━━━ DATA ━━━
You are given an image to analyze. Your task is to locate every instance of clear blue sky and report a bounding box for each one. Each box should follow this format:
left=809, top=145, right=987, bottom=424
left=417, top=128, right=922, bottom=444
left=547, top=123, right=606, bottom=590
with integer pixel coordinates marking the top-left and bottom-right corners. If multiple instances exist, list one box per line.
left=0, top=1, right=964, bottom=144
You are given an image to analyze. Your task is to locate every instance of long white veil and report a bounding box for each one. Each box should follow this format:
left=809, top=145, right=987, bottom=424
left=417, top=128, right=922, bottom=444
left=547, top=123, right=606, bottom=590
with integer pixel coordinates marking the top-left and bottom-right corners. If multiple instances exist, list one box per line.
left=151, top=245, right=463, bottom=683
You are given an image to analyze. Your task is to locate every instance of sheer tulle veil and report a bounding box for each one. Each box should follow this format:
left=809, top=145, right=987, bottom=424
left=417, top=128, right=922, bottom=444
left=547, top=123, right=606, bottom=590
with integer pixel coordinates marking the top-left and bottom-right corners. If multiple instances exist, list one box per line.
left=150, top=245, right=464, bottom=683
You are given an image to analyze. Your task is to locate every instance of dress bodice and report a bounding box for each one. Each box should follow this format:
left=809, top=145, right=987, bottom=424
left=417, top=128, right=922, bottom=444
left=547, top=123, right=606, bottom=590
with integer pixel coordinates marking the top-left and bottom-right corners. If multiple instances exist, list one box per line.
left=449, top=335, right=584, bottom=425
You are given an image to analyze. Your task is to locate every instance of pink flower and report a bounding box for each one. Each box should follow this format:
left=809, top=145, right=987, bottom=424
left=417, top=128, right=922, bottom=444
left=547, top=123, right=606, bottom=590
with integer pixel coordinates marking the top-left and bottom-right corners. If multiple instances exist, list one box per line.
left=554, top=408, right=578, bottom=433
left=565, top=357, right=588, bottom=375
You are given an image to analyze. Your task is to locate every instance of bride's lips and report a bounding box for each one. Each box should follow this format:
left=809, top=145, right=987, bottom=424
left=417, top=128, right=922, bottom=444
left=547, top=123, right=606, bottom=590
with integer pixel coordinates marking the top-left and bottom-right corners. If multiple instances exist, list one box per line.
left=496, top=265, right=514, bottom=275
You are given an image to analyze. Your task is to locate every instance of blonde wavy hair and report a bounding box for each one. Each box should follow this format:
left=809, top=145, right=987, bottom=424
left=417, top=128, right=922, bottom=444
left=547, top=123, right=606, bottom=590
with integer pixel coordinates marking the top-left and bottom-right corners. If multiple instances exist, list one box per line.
━━━
WORK ORDER: Tally the lines in this data that hold the word "veil" and state only the count.

RESULT FOR THIS TASK: 2